What you have to do:
Copy out the data line by line exactly, from its start to the line bearing "Return the outline of every instance of the white", inclusive.

Saved data entries:

--- START ---

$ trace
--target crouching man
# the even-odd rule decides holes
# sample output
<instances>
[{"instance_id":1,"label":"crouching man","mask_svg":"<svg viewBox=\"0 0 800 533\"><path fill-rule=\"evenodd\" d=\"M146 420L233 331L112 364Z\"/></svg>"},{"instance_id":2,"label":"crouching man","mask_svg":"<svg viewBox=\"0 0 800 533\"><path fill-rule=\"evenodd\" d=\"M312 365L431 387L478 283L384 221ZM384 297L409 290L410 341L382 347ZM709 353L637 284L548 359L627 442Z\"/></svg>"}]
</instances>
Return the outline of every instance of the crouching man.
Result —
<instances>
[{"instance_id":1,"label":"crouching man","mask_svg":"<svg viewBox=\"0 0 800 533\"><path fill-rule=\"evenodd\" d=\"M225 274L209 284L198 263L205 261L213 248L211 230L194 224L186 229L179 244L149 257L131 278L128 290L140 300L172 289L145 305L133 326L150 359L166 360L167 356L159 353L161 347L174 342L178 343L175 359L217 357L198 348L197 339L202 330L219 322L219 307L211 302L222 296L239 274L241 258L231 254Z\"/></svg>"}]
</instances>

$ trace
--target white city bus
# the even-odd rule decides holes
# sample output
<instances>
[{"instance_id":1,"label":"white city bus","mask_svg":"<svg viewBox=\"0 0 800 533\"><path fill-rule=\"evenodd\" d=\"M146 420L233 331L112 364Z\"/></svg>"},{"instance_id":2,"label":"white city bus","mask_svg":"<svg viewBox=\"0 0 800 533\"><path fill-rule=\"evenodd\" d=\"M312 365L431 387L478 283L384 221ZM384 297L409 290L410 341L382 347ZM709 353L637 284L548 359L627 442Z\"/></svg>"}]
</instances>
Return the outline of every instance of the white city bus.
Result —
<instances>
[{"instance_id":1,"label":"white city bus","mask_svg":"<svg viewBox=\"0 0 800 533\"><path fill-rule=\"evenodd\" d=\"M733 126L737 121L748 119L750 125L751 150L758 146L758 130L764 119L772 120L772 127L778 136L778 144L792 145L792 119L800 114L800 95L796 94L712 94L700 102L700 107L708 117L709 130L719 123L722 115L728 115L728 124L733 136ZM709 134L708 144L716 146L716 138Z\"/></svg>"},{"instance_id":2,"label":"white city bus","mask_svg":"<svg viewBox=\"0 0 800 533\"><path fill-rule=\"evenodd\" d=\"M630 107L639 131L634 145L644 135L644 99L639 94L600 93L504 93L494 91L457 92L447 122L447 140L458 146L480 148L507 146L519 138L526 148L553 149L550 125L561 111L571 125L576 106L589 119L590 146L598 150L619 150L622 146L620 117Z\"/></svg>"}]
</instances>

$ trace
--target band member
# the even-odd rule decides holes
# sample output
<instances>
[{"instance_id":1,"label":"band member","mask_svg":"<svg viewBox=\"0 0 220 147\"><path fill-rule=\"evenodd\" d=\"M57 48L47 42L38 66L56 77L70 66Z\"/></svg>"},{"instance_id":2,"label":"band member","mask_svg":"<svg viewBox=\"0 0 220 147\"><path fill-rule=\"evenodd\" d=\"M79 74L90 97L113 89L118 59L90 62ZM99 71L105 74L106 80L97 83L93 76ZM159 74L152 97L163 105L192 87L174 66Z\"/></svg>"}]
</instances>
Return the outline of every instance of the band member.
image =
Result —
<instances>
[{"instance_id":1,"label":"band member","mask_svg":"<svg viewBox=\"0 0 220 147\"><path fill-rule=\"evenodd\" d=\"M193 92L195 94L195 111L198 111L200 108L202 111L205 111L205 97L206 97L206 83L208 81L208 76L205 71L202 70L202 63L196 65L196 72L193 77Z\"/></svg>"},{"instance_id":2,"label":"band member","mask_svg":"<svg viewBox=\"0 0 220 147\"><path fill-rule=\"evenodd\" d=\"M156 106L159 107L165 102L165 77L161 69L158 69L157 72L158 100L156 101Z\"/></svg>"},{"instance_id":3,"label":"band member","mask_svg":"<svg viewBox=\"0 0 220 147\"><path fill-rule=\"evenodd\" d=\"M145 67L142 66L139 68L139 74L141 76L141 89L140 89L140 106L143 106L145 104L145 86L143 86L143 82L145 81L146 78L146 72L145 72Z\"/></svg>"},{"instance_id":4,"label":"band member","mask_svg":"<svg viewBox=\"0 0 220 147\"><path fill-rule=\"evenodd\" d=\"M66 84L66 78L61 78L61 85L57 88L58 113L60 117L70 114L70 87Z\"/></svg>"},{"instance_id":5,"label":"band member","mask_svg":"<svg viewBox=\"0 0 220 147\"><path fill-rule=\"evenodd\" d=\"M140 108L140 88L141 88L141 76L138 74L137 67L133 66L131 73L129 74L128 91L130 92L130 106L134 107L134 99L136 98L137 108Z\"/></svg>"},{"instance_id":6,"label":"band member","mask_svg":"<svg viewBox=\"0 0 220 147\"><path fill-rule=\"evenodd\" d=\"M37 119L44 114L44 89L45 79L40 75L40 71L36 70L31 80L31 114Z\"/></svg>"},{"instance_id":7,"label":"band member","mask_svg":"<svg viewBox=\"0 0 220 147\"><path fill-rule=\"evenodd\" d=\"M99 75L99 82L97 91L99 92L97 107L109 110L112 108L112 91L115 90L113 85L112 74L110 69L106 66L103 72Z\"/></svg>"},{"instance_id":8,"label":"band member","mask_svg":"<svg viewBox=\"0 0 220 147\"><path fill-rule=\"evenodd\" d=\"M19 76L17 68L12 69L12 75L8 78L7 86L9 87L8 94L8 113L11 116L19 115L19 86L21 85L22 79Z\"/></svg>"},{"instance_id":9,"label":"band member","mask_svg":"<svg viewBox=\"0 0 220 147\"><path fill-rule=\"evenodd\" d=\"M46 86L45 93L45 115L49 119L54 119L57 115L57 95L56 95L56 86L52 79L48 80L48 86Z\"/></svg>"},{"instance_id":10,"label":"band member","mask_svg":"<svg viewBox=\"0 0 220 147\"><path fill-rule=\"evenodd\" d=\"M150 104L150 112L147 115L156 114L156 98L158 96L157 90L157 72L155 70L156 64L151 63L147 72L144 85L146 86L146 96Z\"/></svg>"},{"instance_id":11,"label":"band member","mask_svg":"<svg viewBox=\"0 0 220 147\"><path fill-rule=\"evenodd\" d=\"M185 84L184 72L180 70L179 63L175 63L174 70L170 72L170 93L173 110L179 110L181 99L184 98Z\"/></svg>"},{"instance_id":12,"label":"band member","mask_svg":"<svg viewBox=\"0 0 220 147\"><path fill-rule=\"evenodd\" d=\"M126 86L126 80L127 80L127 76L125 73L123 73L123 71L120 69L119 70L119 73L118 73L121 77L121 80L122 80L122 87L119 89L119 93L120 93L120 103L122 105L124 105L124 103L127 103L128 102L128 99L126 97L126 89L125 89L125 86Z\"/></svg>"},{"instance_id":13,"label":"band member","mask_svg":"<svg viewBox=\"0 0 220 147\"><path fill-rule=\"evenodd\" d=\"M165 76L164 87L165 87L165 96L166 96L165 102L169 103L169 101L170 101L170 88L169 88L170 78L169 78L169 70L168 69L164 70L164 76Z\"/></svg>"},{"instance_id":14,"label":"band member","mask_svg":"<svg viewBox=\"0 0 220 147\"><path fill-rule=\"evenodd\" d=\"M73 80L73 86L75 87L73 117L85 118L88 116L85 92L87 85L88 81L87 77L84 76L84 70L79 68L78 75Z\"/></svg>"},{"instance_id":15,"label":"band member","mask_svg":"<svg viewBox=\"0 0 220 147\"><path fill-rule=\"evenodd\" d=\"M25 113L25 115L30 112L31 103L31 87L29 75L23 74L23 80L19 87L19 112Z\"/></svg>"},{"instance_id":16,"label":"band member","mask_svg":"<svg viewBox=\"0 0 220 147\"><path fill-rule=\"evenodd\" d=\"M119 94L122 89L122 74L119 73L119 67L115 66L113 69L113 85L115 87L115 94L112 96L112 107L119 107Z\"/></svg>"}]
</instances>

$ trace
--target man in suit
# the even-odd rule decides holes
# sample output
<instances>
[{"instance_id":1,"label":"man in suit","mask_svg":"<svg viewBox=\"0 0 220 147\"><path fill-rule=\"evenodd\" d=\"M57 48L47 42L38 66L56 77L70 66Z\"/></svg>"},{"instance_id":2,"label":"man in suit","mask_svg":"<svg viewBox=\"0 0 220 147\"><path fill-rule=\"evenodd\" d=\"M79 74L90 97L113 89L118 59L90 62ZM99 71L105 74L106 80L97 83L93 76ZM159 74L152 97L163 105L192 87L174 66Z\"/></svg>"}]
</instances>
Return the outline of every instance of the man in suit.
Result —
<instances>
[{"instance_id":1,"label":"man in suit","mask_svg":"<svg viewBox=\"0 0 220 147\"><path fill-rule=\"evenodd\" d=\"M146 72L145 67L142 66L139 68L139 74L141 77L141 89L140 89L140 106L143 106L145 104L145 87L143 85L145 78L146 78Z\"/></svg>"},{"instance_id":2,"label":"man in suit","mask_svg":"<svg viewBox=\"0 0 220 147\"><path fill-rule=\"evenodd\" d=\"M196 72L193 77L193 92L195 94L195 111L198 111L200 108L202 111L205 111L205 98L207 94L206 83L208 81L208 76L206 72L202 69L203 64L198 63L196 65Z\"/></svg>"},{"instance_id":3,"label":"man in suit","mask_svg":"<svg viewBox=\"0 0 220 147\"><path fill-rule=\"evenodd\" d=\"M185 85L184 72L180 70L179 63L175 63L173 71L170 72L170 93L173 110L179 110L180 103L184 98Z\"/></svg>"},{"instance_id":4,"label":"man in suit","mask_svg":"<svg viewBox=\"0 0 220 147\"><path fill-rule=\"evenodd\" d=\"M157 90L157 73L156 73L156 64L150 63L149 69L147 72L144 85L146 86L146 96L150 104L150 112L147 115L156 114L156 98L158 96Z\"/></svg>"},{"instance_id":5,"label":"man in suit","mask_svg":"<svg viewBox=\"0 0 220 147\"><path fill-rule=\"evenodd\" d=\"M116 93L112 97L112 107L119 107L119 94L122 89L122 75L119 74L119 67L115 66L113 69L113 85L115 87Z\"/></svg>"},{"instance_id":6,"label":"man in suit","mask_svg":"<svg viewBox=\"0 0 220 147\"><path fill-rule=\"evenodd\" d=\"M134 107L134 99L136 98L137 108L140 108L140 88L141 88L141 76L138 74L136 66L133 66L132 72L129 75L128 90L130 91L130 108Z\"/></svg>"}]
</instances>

--- END ---

Answer space:
$ trace
--target crouching man
# the even-odd rule decides holes
# sample output
<instances>
[{"instance_id":1,"label":"crouching man","mask_svg":"<svg viewBox=\"0 0 800 533\"><path fill-rule=\"evenodd\" d=\"M146 420L233 331L112 364Z\"/></svg>"},{"instance_id":2,"label":"crouching man","mask_svg":"<svg viewBox=\"0 0 800 533\"><path fill-rule=\"evenodd\" d=\"M312 365L431 387L478 283L384 221ZM384 297L409 290L410 341L382 347ZM709 353L637 284L548 359L627 442Z\"/></svg>"}]
</instances>
Return the outline of every instance of the crouching man.
Result —
<instances>
[{"instance_id":1,"label":"crouching man","mask_svg":"<svg viewBox=\"0 0 800 533\"><path fill-rule=\"evenodd\" d=\"M225 274L209 284L198 263L205 261L213 248L211 230L194 224L186 229L179 244L149 257L131 278L128 290L140 300L172 289L145 305L133 326L150 359L166 360L167 356L159 353L161 347L174 342L178 343L175 359L217 357L198 348L197 339L202 330L219 322L219 307L211 302L222 296L239 274L241 258L231 254Z\"/></svg>"}]
</instances>

$ trace
--target white city bus
# the even-odd rule decides holes
# sample output
<instances>
[{"instance_id":1,"label":"white city bus","mask_svg":"<svg viewBox=\"0 0 800 533\"><path fill-rule=\"evenodd\" d=\"M146 420L233 331L112 364Z\"/></svg>"},{"instance_id":2,"label":"white city bus","mask_svg":"<svg viewBox=\"0 0 800 533\"><path fill-rule=\"evenodd\" d=\"M312 365L431 387L478 283L384 221ZM384 297L409 290L410 341L382 347ZM709 353L637 284L548 359L627 442Z\"/></svg>"}]
</instances>
Return the outline of every instance of the white city bus.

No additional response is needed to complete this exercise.